• _PROBLEM SET_
- A) List every place name that appears in the essay about the end of a marriage.
- B) Carry the essay about the end of a marriage forward from its final sentence.

• _TEXT PASSAGE_
Love, Loss, Oysters, and a Good Filet

Regrets, I've had a few. Oh, have I. Truly. Then again, as I swim deeper into middle age, the regrets and failures and all-out life belly flops take on new layers of prismatic light, at least in memory.

My first and only marriage ended in Las Vegas several years ago. I had flown in from Los Angeles that morning like a suicide bomber to deliver horrible news: I had fallen in love with another man; our marriage was over. Mr. X—that's what my girlfriends called my husband, as he was so often on the road with various bands, they joked that he might be fictional—was in the middle of a multiyear contract at Caesars Palace. A funny, salt-of-the-earth Midwesterner, Mr. X was so beloved that upon hearing news of my betrayal, his boss, Bette Midler, reportedly cried. And if the image of Bette Midler crying doesn't make you feel like the worst person in the world, I don't know what will.

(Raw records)

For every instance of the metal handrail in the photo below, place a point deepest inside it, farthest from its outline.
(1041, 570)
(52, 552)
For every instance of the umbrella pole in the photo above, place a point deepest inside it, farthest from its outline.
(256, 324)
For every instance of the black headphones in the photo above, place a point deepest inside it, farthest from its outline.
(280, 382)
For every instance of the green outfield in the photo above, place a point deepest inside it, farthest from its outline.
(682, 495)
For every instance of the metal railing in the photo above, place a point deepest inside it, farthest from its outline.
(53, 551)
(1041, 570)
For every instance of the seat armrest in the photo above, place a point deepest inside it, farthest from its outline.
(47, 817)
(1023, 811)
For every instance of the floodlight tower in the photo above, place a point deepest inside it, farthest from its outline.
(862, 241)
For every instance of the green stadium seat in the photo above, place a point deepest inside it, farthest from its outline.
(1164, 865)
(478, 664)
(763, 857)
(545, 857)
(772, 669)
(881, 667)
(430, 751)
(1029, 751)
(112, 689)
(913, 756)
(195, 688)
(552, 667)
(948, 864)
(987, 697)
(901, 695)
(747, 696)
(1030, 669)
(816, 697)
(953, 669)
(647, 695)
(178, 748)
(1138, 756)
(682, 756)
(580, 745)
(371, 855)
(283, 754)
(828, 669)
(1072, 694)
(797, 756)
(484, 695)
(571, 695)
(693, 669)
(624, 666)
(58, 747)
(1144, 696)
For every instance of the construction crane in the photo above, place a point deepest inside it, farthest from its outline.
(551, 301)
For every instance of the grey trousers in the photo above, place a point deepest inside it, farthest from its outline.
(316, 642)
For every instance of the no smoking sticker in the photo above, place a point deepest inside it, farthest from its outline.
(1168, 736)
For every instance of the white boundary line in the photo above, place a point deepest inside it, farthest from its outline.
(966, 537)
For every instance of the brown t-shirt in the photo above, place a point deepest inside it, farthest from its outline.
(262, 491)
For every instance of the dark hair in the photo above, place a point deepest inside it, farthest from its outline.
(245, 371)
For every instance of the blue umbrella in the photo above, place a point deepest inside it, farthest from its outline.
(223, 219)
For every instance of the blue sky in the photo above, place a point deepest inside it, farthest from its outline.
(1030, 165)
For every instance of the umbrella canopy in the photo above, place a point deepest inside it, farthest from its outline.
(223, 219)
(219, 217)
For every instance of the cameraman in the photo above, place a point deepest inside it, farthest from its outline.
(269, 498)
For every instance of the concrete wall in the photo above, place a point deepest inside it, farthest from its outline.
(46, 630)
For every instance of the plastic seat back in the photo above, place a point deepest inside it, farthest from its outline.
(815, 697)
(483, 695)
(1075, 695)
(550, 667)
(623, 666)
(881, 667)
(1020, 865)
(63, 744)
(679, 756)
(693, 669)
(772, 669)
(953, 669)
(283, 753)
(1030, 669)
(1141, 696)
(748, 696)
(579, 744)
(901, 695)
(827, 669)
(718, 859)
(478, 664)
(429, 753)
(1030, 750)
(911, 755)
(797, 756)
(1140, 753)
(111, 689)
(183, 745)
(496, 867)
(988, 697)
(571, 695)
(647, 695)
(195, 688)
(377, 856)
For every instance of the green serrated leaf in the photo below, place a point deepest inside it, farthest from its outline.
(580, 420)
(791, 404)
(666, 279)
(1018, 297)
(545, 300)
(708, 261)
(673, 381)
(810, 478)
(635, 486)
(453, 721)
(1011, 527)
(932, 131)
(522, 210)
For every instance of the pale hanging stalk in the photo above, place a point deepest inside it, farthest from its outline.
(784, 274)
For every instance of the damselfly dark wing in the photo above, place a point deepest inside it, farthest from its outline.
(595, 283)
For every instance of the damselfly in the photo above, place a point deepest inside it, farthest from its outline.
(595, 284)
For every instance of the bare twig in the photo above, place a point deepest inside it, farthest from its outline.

• _OUTPUTS FOR THE TASKS_
- A)
Las Vegas
Los Angeles
Caesars Palace

- B)
As our two girls romped with the babysitter through the basement "fun dungeon" of the Excalibur Hotel, Mr. X and I stayed in his coldly marbled apartment at the Platinum on Flamingo Road and talked and wept. Our Las Vegas was as hallucinogenic, if not remotely as recreational, as the one in Hunter S. Thompson's Fear and Loathing in Las Vegas: the intensity and range of emotion, two decades of life together abruptly telescoped down, the oxygen draining slowly but surely from the air. We sat shivah and mourned our 20-year relationship, picking up each happy memory—the first baby, bathing the children, our last Christmas—and witnessing its gradual turn into ash.

Here's the twist, though. I'm not going to argue that this next moment mitigated the pain. It in no way made it all okay. But I will tell you that after 36 straight hours of the most profound nausea, self-loathing, and despair, it wasn't that Mr. X and I were hungry, exactly; it was just that we were utterly wrung out and, for the moment, done. And, as the desert sky went from pink to blue, and the Luxor pyramid laser began its nightly pulse, it occurred to us that we were, after all, conveniently near the Strip. Which is to say, with a sudden impulse of gallows cheer, we decided to take a break from weeping and utilize our babysitting hours instead for a last supper, which we agreed without question (as we almost always did about food) must be at an expensive steak house.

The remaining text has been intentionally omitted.